EXTRACT:
-=-=-

Histogram of the structural variant (SV) sizes. Histogram of the size of the identified SVs in bins of 5Kb.

These SVs longer than 1 Kb and of high quality involve a total of 2,656 unique regions, for an estimated total of over 90 Mb of non-redundant bases (Supplementary Table 4). This number is comparable to what has been seen for novel sequences (i.e. insertions) using graph genome approaches, where an extra 70 Mb and 116 Mb of novel sequence were reported on 5 and 4 cattle reference genomes, respectively24,42. After merging the filtered variants from all the samples, most of the SVs were found to be private to an individual (Fig. 2), consistent with what has been observed in previous studies1. Individuals of indicine ancestry (Nelore and Boran) carry almost twice as many SVs relative to the Hereford reference as taurine individuals, further highlighting that the current reference poorly represents these breeds (Fig. 2).

Fig. 2
figure 2

Upset plot of the structural variants. Upset plot of the structural variants by individual for the 40 sets containing the most SVs.

Interestingly, we find that SVs only found in one animal (support = 1; n = 7,445, mean SV length = 85,954.23 bp) are generally larger (Wilcoxon rank-sum test P-value = 8.99 * 10−37) than the SVs found in more than one animal (support > 1; n = 6,012, mean SV length = 27,747.17 bp, Figs. 1, 3). The list of all SVs, with their position, support and size, are reported in Supplementary Table 5.

Fig. 3
figure 3

Density plot of the size of the structural variants found in only one (support = 1) or in more than one (support >1) sample. The strip of lines below the X axis shows the individual variant sizes, the vertical lines indicate the mean variant size, in each of the group.

Finally, we investigated whether any of the high-quality SVs potentially impact annotated genes. VEP successfully processed 12,999 out of 13,457 SVs (see HTML report on GitHub). Some variants were too large to be successfully processed by VEP, and other were called as incomplete by VEP. Of these, 6,946 were intergenic, and the remaining 5,934 overlapped 5,780 genes and 17,386 transcripts, suggesting the potential for functional variants among the SVs detected. A total of 1,200 SVs putatively overlap a coding sequence. These coding sequences are included in a total of 884 unique gene elements in the cow annotation (Ensembl v105), and of these 483 have an associated gene name (Supplementary Table 6). A total of 292 out of 483 genes had an ID recognized by FUMA33. These 292 genes belong to a number of gene sets such as the Hallmark bile acid metabolism and interferon γ and α response sets (Fig. 4a), as well as the olfactory receptor curated gene set (Fig. 4b). All gene set results from FUMA are reported in Supplementary Table 7.

-=-=-

RECORDS PROVIDED:
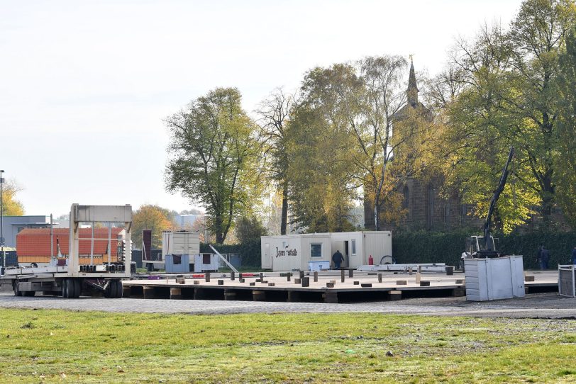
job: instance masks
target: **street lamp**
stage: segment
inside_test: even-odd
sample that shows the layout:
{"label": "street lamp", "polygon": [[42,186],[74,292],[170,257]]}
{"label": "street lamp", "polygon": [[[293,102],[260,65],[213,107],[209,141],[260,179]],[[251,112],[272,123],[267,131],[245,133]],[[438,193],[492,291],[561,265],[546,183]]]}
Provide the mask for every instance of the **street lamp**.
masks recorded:
{"label": "street lamp", "polygon": [[[0,247],[2,248],[2,268],[6,269],[6,252],[4,252],[4,208],[2,205],[2,183],[4,182],[4,178],[2,177],[2,174],[4,173],[3,169],[0,169]],[[4,273],[2,273],[4,274]]]}

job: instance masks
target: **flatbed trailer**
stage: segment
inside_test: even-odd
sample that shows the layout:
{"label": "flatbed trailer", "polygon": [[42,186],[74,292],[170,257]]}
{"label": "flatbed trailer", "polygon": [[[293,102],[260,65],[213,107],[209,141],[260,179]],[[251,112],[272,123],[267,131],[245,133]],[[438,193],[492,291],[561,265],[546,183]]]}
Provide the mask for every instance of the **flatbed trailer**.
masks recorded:
{"label": "flatbed trailer", "polygon": [[[123,222],[126,230],[122,262],[79,264],[79,227],[81,222]],[[70,210],[70,254],[67,265],[6,269],[0,276],[0,289],[13,290],[16,296],[33,296],[36,292],[77,298],[81,295],[104,294],[121,298],[121,279],[131,276],[132,208],[126,205],[79,205]],[[98,240],[94,239],[94,240]]]}

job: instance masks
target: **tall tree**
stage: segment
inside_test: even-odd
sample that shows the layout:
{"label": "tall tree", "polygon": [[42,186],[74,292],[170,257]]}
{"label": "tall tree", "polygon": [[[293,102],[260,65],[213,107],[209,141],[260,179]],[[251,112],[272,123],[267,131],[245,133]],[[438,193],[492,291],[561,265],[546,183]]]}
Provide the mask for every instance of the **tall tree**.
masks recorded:
{"label": "tall tree", "polygon": [[24,205],[16,200],[16,195],[21,191],[14,181],[7,181],[2,186],[2,213],[5,216],[21,216]]}
{"label": "tall tree", "polygon": [[206,208],[209,230],[222,243],[234,218],[250,208],[255,186],[255,125],[236,88],[218,88],[167,118],[172,158],[168,190]]}
{"label": "tall tree", "polygon": [[176,227],[174,217],[170,210],[146,204],[134,211],[132,217],[133,241],[137,247],[142,244],[142,231],[152,230],[152,247],[162,248],[162,231],[169,230]]}
{"label": "tall tree", "polygon": [[555,156],[554,181],[560,205],[576,230],[576,25],[567,36],[566,52],[560,58],[556,91],[558,150]]}
{"label": "tall tree", "polygon": [[513,145],[511,178],[496,211],[505,232],[524,222],[534,208],[543,226],[550,223],[557,148],[553,85],[575,14],[570,1],[526,0],[509,31],[484,27],[472,43],[459,42],[453,55],[465,87],[448,107],[455,143],[448,179],[484,215]]}
{"label": "tall tree", "polygon": [[287,130],[290,114],[294,106],[294,96],[281,88],[275,89],[264,100],[257,111],[264,150],[264,164],[282,193],[282,205],[280,218],[280,235],[286,235],[288,224],[288,154],[287,153]]}
{"label": "tall tree", "polygon": [[342,232],[356,196],[346,106],[334,88],[353,87],[347,64],[315,68],[304,77],[288,132],[292,222],[308,232]]}

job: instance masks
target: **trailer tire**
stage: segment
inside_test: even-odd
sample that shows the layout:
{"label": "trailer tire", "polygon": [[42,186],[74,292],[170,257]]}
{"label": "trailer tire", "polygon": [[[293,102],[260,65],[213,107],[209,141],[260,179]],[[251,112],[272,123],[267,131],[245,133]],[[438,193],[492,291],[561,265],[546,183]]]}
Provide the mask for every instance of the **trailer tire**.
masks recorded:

-=-=-

TASK REQUIREMENTS:
- 1) Using the passage on structural variants, mark each statement yes or no, quoting the words that decide it: (a) SVs seen in only one animal tend to be larger than those seen in more than one; (b) VEP processed every one of the high-quality SVs; (c) taurine individuals carry about twice as many SVs as indicine individuals.
- 2) Write the next part of the passage on structural variants, picking up after its last sentence.
The records aren't needed for any of this.

EXPECTED RESULTS:
- 1)
(a) Yes: "SVs only found in one animal (support = 1; n = 7,445, mean SV length = 85,954.23 bp) are generally larger"
(b) No: "VEP successfully processed 12,999 out of 13,457 SVs"
(c) No: "Individuals of indicine ancestry (Nelore and Boran) carry almost twice as many SVs relative to the Hereford reference as taurine individuals"

- 2)
Fig. 4
figure 4

Gene set enrichment of genes potentially impacted by an SV. FUMA results showing the proportion of genes in sets, their enrichment and the heatmap of the genes in each for A) Hallmark gene sets and B) curated gene sets.

Usage Notes

Even with the ever-decreasing cost of long read sequencing making it increasingly tractable to call SVs across sets of samples using HTS, validation of the SV calls remain challenging. This compendium of SVs across global cattle breeds provides a validation set called using an independent technology that can be used to assess the quality of cattle SV calls. In fact, optical mapping data has previously been used to validate sequencing based SV calls24, and we believe this dataset provides the largest set of optical maps to date for a livestock species.

With many SVs shared across the two animals of each breed, the raw molecules in this dataset can also be used to help scaffold and validate novel assemblies of cattle of breeds closely related to the individuals represented here, potentially reducing the cost of future genome assembly projects.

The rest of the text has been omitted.